EXPLORE THE MATERIAL:
**a)** Reproduce the stretch of the zombie post below, from "(The impression of" through "and true negation.)".
**b)** In the zombie post below, what did Simon bring from the basement?

TEXT:
┏━━
K-punk, alive, went and drew zombies to the window,
which is fine, but me - zombie me of this spot’s banner - wasn't to sit still long. Simon brought a rifle from the basement,
but I wouldn't mind letting our blank friends in for a sit, to, you know, pick their brains. See, K-punk’s suggestion – “What Pop lacks now is the capacity for nihilation, for producing new potentials through the negation of what already exists” – rang a big bell in my Warhol house; go ahead and look at Elvis up there, repeated and decentralized, each one an imitation of the other with no original in sight. Warhol broke Elvis’ uniqueness by serializing his being – no essence there. Zombies, too, are mimetic: the infected feasts on the flesh of something living in order to, a la their conceptual cousin the vampire, turn the other being not into itself, but something *like* itself that functions in the same way.
What's interesting isn’t the mere metatphor of the zombie, but rather who gets to lay claim to coveted undead status. Fuck Bret Michaels, who might be animatronic or built ground-up from plasticine, it’s consumers
that strike me more as zombie-types these days. Simon talks about download fever and overconsumption; in 1982, I slid out and have been an omnivore ever since. At first, downloading was a way for me to delve into marginalia of favorite bands; over time, it became a street for me to stalk, gnawing at everything that twitched in the corner of my eye.
Part of the issue is perhaps a misguided obedience to the idea of eclecticism. For whatever we say about “rockism” or whatever, I think most people still tend to associate the idea – which is supposed to be about the discourse around music rather than the music itself, I guess – with “rock.” The word, fer chrissakes; get a new one or something. Point being, Simon’s gone into “you can still talk about hip-hop like a rockist” rhetoric, which, while not exactly shocking, does remind us that eclecticism
is not the opposite of K-punk’s nihilation
scheme, per se. If anything, one goes to blow a smoke veil in front of the other – having more kinds of music suggests to us that there is healthy competition, when really, music just seems more delicately and thoroughly segregated.
(The impression of some difference – the imperfections of Warhol’s silkscreen technique, the subtle variations of color, the suggestion of a zombie’s individuality from the physical resemblance to their pre-undead source material – could remind me of pop’s slim pickins and the confusion between superficial diversity and true negation.)
┗━━
SOURCE MATERIAL:
┏━━
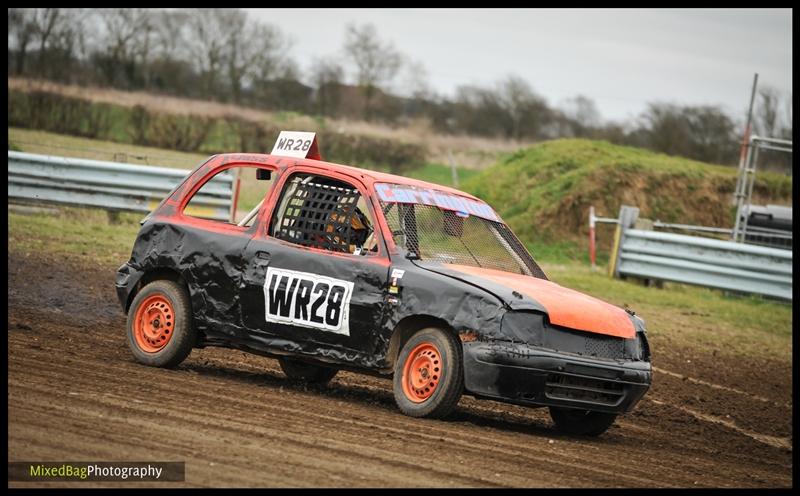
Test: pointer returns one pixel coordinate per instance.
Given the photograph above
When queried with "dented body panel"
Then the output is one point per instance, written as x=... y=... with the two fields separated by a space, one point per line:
x=525 y=340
┗━━
ANSWERS IN ORDER:
**a)**
(The impression of some difference – the imperfections of Warhol’s silkscreen technique, the subtle variations of color, the suggestion of a zombie’s individuality from the physical resemblance to their pre-undead source material – could remind me of pop’s slim pickins and the confusion between superficial diversity and true negation.)

**b)** A rifle.